◆ WORK REQUEST: Please rewrite the passage on the pandemic and communication, starting with "Due to the pandemic, travel" and going on through "ways of communicating.", and replace "remotely" with "from home".

When historians look back at the early twentieth-first century, they will see it as the point at which humanity’s ability to maintain civilisation over an ever-expanding population was questioned for the first time since the Dark Ages.
The impact of global warming had already shown that our lifestyles were unsustainable. Then, in late 2019 and early 2020, international travel meant that the COVID-19 pandemic, for which warning bells had already been sounded in the shape of SARS, spread widely before many knew what was happening. Among the impacts of these crises is a generational shift in the ways in which we communicate.
The crises we face are indirectly related. Harvard’s Dr. Aaron Bernstein has argued that as the planet warms, life forms are moving close to the poles to get away from the heat. So they come into contact with new organisms, creating new chances for pathogens to find a host. On the plus side, if we can limit global warming, then we also reduce the dangers of unpredictable future pandemics.
A fortunate aspect of the timing of COVID-19 is that it follows a period of extraordinary technological progress. Even five years ago, the economic impact of lockdowns would have been much greater. Governments and the private sector now have a greater array of digital tools. A factor that could work in our favour is the spin-off benefit from the pandemic of greater awareness of the environment, hygiene and the invisible results of our actions.
Due to the pandemic, travel for most of us has been greatly curtailed or ended. COVID-19 has forced work tasks to be performed remotely by digital means. This is likely to end the culture of office presenteeism for ever. Travel junkets with a thin business purpose are a thing of the past. We can now see clearly which aspects of workplace culture were driven by current necessity and which are cultural legacies. We will need to find smarter, faster and environmentally cleaner ways of communicating.
Every generation reinvents the ways of communicating that it inherits. The process this time will be more radical. Time, of course, is against us: according to the World Economic Forum (WEF), limiting global temperature increase to 1.5°C means we have a remaining carbon budget of less than 10 years of emissions at their current level.

◆ DATA FOR ANALYSIS:
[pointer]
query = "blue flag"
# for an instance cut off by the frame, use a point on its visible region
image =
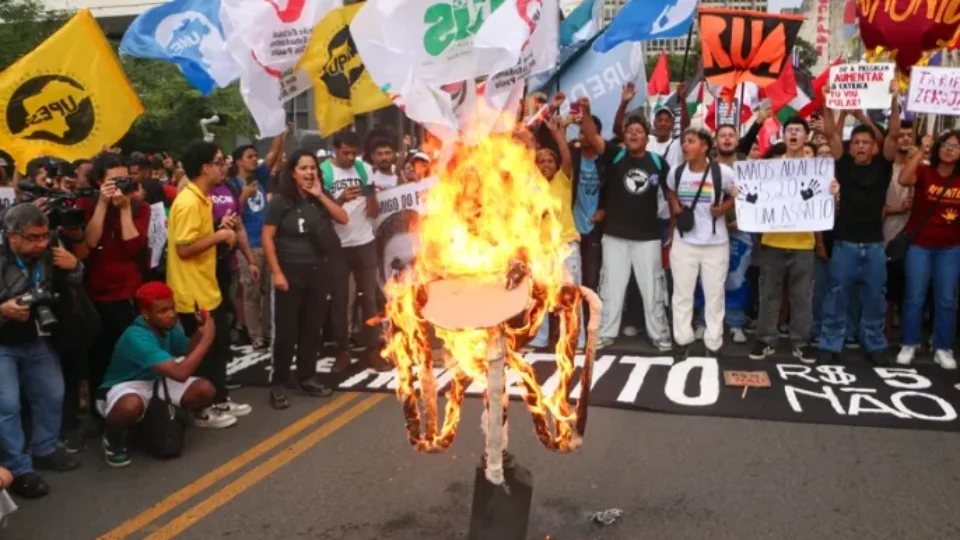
(600, 77)
(643, 20)
(187, 33)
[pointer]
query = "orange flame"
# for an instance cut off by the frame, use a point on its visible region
(490, 210)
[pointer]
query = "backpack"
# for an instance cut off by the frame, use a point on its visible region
(326, 168)
(717, 177)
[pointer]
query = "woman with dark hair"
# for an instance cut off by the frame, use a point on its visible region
(295, 230)
(934, 252)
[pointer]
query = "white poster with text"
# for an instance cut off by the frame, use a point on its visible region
(787, 195)
(934, 90)
(860, 86)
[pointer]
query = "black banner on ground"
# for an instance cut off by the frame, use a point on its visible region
(856, 394)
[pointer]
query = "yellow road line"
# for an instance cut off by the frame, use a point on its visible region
(268, 467)
(199, 485)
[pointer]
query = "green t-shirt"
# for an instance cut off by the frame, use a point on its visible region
(139, 349)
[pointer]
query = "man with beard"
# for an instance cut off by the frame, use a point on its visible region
(896, 214)
(858, 256)
(731, 148)
(631, 235)
(788, 258)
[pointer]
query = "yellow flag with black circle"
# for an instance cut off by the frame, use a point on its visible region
(342, 87)
(67, 98)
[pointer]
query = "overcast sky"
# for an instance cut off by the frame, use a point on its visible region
(776, 5)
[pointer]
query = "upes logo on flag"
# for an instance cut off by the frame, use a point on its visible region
(66, 100)
(745, 46)
(342, 86)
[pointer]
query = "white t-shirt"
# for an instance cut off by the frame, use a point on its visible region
(359, 229)
(672, 152)
(703, 221)
(384, 181)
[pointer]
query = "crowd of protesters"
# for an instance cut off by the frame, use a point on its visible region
(267, 252)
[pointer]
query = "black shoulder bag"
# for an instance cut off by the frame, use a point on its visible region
(897, 248)
(685, 221)
(163, 426)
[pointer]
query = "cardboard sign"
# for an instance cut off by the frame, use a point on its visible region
(8, 197)
(860, 86)
(755, 379)
(786, 195)
(934, 90)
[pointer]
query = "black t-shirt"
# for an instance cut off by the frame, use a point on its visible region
(294, 240)
(631, 194)
(863, 192)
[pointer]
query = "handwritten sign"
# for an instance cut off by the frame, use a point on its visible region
(934, 90)
(860, 86)
(157, 233)
(755, 379)
(786, 195)
(8, 197)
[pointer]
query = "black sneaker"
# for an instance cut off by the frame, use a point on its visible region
(29, 486)
(58, 461)
(807, 355)
(878, 358)
(115, 447)
(315, 388)
(761, 351)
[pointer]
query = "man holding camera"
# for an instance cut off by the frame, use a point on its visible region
(29, 266)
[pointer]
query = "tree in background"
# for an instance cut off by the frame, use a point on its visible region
(173, 107)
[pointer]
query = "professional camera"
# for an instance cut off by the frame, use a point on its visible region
(41, 299)
(62, 206)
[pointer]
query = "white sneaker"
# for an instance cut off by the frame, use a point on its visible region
(737, 335)
(213, 418)
(233, 409)
(944, 357)
(906, 355)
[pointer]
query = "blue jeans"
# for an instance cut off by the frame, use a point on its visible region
(821, 283)
(572, 264)
(856, 264)
(35, 369)
(738, 290)
(943, 267)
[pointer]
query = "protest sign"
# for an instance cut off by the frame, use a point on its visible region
(785, 195)
(934, 90)
(157, 233)
(8, 197)
(396, 236)
(860, 86)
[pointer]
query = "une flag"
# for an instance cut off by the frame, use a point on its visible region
(745, 46)
(601, 77)
(643, 20)
(186, 33)
(342, 87)
(67, 98)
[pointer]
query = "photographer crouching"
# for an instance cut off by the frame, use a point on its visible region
(32, 261)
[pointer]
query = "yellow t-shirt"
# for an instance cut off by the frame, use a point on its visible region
(561, 189)
(192, 280)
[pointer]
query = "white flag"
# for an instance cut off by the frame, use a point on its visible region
(267, 38)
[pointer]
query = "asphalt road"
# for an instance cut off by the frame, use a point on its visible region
(341, 469)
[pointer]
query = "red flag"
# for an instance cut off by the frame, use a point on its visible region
(783, 91)
(659, 83)
(816, 100)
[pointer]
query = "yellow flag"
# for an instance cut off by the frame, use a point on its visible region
(342, 87)
(68, 98)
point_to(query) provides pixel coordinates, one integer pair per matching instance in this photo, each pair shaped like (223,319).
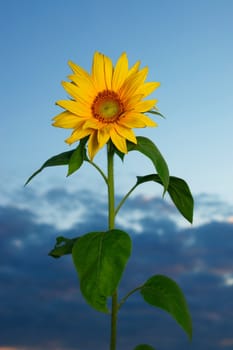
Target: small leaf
(77,158)
(63,246)
(59,159)
(163,292)
(178,191)
(148,148)
(156,113)
(100,259)
(144,347)
(62,159)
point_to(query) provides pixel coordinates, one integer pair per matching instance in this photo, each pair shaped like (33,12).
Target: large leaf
(144,347)
(63,246)
(148,148)
(100,259)
(59,159)
(163,292)
(178,191)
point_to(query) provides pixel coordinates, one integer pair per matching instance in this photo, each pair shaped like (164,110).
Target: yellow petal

◆ SOLVED EXERCISE:
Due to the pandemic, travel for most of us has been greatly curtailed or ended. COVID-19 has forced work tasks to be performed from home by digital means. This is likely to end the culture of office presenteeism for ever. Travel junkets with a thin business purpose are a thing of the past. We can now see clearly which aspects of workplace culture were driven by current necessity and which are cultural legacies. We will need to find smarter, faster and environmentally cleaner ways of communicating.